START Supplied data

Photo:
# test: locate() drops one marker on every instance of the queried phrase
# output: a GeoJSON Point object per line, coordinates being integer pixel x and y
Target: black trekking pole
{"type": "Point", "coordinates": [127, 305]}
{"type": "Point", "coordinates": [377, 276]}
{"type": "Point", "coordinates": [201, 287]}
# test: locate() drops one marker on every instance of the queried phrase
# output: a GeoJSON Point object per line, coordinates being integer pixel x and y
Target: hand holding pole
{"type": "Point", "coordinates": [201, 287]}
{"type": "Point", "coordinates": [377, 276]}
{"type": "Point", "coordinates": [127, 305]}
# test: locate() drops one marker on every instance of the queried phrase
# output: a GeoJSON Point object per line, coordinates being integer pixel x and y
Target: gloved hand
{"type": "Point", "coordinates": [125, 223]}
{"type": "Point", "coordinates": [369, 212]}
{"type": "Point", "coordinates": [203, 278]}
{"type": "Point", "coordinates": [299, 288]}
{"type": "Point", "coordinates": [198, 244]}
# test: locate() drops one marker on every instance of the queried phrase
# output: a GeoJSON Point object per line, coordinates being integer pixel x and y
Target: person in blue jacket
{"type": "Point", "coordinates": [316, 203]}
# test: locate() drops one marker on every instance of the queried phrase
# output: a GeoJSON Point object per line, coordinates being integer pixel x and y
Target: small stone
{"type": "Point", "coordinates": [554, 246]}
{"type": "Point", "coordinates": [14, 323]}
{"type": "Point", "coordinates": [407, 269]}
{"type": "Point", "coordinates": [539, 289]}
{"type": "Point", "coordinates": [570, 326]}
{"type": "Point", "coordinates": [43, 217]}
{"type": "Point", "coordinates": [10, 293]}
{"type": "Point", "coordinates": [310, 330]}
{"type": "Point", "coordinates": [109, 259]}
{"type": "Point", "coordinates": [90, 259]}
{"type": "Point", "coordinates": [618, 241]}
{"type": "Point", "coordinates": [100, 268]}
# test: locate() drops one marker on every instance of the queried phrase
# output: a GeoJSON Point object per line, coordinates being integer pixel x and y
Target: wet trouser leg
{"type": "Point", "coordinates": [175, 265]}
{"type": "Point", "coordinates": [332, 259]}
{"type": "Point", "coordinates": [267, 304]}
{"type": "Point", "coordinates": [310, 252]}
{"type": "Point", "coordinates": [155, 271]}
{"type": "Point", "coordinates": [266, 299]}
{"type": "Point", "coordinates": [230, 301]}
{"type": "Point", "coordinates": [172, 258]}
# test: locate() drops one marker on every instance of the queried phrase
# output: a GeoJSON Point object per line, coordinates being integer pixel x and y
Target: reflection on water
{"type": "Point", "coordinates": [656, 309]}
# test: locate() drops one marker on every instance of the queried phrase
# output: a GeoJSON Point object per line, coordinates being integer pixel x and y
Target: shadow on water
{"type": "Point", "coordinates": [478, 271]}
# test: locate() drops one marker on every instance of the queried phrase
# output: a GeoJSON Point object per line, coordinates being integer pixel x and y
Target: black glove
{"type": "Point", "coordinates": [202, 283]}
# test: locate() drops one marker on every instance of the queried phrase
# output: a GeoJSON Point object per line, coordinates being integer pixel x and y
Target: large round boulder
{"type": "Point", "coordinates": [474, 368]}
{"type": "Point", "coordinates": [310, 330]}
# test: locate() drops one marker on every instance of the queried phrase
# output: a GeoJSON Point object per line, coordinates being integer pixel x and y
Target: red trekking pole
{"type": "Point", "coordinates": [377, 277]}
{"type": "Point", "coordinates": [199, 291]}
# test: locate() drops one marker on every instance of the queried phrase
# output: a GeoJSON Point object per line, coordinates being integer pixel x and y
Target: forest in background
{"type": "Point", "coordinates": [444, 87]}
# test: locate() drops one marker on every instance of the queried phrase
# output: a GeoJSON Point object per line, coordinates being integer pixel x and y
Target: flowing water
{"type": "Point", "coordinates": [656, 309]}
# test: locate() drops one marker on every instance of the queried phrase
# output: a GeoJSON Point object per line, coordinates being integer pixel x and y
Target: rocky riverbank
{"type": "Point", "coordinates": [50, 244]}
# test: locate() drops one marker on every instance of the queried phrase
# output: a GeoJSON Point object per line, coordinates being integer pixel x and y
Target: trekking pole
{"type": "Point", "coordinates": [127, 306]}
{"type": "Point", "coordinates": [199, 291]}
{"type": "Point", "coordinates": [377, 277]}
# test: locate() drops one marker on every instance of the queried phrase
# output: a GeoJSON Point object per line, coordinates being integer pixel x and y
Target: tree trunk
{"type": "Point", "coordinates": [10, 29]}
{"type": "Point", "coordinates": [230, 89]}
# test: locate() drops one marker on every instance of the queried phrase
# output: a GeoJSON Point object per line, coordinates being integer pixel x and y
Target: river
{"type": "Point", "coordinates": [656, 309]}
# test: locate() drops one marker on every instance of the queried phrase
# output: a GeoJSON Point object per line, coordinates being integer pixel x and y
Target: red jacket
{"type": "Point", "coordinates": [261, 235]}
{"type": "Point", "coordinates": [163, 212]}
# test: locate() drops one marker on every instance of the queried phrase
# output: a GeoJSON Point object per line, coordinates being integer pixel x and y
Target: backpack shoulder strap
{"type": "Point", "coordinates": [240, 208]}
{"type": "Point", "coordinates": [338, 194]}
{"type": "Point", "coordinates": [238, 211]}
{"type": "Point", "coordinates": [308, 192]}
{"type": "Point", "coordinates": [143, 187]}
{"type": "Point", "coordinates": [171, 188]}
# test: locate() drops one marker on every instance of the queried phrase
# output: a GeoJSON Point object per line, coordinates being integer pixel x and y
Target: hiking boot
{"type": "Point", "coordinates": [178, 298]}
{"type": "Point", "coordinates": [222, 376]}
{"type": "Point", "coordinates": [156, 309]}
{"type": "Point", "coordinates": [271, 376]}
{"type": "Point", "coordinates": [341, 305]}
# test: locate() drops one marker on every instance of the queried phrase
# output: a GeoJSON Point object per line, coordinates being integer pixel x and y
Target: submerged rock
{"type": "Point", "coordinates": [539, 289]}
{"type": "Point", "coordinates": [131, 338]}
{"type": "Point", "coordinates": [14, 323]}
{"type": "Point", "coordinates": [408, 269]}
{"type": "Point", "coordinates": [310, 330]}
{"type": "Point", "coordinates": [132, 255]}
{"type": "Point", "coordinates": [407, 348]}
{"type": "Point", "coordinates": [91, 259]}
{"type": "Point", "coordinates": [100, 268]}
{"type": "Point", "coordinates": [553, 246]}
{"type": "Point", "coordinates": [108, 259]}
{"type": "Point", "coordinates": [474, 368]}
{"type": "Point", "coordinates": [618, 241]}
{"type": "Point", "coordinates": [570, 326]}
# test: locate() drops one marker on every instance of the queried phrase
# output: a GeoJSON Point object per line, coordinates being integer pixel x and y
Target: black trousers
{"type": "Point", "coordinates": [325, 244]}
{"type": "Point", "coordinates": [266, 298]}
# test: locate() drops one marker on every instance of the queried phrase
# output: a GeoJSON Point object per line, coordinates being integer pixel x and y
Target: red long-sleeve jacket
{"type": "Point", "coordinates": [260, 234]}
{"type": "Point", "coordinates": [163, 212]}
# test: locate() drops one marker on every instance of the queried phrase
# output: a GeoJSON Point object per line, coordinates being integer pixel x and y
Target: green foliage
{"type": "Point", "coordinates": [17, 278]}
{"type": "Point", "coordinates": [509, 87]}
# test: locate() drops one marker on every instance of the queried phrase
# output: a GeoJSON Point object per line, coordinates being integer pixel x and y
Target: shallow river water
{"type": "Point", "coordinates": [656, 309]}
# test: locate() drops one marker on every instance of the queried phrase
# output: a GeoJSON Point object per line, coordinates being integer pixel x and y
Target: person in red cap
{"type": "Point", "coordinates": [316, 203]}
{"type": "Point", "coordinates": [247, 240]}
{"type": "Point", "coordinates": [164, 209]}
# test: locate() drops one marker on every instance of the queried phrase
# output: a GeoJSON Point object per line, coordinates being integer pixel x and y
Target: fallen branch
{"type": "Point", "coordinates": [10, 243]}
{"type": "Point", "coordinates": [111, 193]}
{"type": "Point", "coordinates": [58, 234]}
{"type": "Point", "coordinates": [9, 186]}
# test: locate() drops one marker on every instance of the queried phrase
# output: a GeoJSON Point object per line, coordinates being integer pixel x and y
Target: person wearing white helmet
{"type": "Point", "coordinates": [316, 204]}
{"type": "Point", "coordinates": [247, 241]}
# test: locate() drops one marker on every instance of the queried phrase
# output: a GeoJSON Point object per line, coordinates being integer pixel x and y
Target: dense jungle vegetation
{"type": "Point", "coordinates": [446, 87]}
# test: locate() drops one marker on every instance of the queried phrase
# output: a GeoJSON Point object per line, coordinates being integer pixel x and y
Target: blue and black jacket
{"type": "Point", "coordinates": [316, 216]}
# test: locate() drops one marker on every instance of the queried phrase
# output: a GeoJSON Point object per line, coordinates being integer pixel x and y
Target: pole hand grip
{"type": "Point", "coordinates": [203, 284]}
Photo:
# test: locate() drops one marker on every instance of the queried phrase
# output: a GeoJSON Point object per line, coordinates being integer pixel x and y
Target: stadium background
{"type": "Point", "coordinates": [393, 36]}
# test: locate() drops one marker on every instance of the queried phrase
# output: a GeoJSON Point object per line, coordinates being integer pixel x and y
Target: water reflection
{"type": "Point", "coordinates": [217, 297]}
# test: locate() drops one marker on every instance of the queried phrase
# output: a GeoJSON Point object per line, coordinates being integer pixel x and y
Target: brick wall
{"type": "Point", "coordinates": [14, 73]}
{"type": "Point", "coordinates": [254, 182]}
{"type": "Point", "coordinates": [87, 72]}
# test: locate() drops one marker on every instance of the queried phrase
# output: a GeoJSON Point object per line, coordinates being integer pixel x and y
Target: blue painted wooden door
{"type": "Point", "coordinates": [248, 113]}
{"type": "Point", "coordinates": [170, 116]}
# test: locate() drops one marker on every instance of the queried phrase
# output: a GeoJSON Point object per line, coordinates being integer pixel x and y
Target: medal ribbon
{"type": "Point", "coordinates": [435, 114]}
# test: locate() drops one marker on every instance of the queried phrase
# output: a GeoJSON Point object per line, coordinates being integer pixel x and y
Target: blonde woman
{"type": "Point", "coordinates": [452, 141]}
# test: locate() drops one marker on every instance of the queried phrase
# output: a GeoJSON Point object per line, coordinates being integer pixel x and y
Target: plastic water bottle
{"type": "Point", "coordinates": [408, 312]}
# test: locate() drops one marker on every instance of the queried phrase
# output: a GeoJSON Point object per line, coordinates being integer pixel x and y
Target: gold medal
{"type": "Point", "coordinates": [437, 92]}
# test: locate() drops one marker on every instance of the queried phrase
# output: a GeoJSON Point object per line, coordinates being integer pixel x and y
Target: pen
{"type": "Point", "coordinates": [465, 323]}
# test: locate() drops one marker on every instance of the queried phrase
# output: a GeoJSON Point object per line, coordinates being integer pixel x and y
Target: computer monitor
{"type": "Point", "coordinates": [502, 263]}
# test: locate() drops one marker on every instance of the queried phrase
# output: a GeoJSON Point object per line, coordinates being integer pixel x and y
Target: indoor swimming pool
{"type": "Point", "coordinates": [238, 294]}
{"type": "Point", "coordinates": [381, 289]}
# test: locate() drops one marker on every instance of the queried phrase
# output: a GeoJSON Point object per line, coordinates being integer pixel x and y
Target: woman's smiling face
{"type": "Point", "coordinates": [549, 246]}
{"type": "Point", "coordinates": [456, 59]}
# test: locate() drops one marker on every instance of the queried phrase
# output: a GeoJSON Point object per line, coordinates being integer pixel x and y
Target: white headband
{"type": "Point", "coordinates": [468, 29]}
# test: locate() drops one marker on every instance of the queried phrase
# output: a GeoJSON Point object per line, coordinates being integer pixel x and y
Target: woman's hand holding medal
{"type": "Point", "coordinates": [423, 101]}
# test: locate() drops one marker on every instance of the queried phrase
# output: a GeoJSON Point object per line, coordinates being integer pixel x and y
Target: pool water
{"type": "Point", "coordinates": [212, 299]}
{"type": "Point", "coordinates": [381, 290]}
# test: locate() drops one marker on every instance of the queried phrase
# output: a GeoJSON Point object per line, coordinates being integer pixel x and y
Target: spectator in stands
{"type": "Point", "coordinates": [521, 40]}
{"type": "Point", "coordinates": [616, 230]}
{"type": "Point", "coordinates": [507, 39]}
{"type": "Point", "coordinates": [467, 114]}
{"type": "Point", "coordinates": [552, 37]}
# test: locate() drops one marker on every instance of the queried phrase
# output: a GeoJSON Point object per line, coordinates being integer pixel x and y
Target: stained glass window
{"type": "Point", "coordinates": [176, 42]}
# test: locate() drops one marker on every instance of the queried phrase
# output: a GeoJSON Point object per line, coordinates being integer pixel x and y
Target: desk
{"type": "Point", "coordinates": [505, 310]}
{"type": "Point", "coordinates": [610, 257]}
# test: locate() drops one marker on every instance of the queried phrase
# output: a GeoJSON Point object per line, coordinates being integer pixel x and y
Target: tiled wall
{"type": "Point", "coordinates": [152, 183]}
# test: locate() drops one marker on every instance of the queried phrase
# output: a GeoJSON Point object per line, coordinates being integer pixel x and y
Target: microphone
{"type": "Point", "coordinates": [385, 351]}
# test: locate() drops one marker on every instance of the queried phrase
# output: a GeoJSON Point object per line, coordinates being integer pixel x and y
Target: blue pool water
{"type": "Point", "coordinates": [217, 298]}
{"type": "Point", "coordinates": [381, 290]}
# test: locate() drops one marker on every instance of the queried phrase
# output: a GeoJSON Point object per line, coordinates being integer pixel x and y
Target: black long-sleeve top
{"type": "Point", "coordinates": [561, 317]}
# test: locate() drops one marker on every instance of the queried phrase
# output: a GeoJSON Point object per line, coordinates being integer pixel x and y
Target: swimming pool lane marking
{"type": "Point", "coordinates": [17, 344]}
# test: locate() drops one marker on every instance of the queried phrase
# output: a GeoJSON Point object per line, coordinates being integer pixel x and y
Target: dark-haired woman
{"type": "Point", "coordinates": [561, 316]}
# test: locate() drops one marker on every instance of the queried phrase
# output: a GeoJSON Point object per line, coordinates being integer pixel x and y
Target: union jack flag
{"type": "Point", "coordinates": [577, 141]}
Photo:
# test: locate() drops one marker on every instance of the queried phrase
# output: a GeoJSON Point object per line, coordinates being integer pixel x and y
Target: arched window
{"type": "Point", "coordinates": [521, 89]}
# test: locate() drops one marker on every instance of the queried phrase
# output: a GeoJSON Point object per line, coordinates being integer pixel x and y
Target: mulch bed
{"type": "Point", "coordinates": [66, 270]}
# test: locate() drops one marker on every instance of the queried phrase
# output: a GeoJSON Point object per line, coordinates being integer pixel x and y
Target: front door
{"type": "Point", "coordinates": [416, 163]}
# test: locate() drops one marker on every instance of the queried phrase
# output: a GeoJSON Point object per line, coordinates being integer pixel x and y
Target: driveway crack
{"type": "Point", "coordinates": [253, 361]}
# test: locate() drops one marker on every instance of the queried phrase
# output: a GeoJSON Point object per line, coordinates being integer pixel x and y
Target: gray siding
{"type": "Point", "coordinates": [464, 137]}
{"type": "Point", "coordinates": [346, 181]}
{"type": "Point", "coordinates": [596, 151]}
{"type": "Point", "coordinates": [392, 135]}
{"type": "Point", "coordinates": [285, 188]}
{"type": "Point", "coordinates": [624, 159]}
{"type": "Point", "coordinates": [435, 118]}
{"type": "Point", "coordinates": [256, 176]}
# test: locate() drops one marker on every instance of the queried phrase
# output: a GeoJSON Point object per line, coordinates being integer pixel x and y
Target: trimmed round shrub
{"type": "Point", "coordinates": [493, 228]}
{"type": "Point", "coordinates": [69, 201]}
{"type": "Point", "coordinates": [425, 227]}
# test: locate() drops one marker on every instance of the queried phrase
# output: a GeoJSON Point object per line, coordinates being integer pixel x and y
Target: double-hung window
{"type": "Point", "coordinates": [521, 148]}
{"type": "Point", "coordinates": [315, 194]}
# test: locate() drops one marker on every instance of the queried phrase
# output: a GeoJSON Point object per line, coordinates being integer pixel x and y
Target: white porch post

END Supplied data

## Task item:
Exactly the lines from the one containing "Target: front door" through the end of the records should be reproduced, and no others.

## Solution to this task:
Target: front door
{"type": "Point", "coordinates": [416, 163]}
# test: locate() drops one marker on every instance of the queried phrase
# output: a GeoJSON Point object per line, coordinates being integer pixel x and y
Target: driveway crack
{"type": "Point", "coordinates": [253, 361]}
# test: locate() drops one marker on every instance of the queried phrase
# output: a GeoJSON Point object per line, coordinates being integer pixel x and y
Target: gray siding
{"type": "Point", "coordinates": [464, 137]}
{"type": "Point", "coordinates": [346, 181]}
{"type": "Point", "coordinates": [596, 151]}
{"type": "Point", "coordinates": [392, 135]}
{"type": "Point", "coordinates": [285, 188]}
{"type": "Point", "coordinates": [624, 159]}
{"type": "Point", "coordinates": [435, 118]}
{"type": "Point", "coordinates": [256, 176]}
# test: locate() drops one marker on every instance of the queried phrase
# output: a GeoJSON Point object per line, coordinates being integer pixel x and y
Target: trimmed round shrub
{"type": "Point", "coordinates": [493, 228]}
{"type": "Point", "coordinates": [69, 201]}
{"type": "Point", "coordinates": [425, 227]}
# test: locate() drops one marker on every instance of the queried phrase
# output: a GeoJSON Point object per line, coordinates being integer pixel x and y
Target: double-hung window
{"type": "Point", "coordinates": [521, 148]}
{"type": "Point", "coordinates": [315, 194]}
# test: locate() drops one marker on every instance of the queried phrase
# output: a GeoJSON Point object per line, coordinates being integer pixel x and y
Target: white porch post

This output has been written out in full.